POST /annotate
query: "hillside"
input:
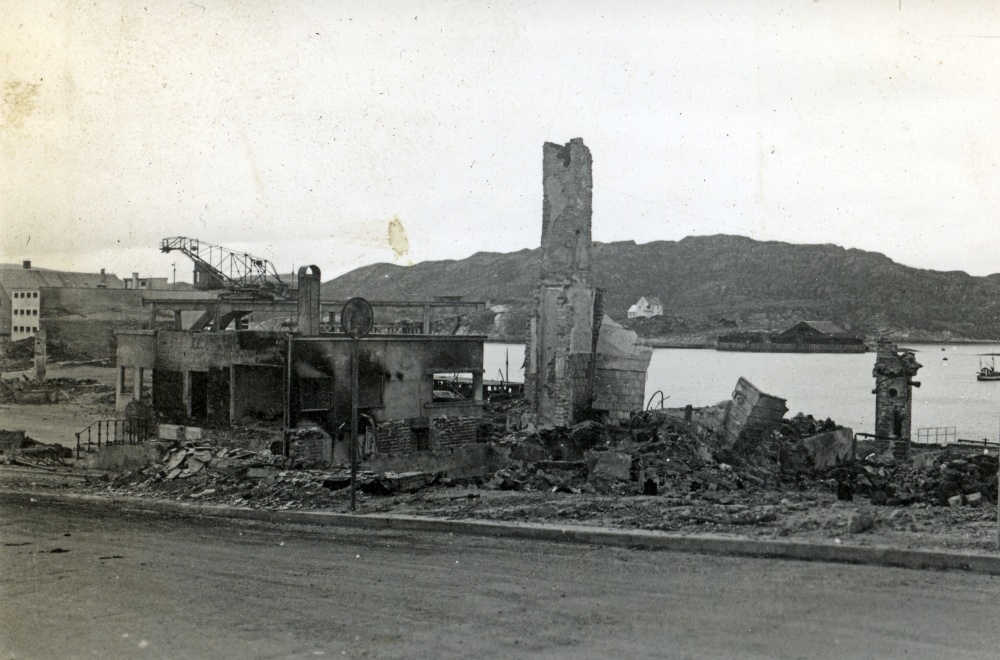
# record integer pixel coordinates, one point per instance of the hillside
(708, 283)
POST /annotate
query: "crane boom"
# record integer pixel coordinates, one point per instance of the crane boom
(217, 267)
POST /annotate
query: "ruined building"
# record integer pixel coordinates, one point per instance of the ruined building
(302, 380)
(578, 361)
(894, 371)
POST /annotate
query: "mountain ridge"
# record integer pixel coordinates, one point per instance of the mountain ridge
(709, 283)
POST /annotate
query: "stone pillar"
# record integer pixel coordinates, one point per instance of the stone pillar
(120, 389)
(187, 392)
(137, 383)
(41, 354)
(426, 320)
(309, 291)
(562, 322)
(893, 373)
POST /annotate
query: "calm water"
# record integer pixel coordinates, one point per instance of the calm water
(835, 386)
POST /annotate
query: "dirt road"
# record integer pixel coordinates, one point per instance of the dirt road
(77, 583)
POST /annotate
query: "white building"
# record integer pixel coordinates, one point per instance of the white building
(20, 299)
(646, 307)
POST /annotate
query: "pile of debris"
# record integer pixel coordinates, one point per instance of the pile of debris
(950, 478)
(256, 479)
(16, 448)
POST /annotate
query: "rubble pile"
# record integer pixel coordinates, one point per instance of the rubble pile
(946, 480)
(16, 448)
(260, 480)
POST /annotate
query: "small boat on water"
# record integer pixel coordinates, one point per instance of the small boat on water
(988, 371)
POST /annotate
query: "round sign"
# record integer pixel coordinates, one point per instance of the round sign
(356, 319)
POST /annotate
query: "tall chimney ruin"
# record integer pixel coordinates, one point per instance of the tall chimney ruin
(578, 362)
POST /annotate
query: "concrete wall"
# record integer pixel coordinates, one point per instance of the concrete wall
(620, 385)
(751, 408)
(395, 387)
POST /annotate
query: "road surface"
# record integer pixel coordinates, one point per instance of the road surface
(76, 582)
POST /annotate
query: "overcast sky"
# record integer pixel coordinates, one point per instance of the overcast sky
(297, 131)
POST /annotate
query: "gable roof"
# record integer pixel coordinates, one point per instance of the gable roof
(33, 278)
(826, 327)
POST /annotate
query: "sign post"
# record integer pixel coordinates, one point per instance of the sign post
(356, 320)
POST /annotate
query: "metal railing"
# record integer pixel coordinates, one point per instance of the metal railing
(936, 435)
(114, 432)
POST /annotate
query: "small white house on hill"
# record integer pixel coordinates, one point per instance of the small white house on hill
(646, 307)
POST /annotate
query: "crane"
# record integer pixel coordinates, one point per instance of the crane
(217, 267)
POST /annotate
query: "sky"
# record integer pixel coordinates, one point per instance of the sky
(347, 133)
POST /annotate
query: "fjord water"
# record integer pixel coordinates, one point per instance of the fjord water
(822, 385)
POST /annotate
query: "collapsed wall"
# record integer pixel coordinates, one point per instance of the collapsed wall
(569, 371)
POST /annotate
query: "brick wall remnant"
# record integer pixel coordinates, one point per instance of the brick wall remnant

WORK TO BE COMPLETED: Each line of the entries that contains the word "remnant" should be listed.

ANSWER BOX:
query: "brick wall remnant"
# record integer pixel coordinates, one point per instance of the brick wall remnant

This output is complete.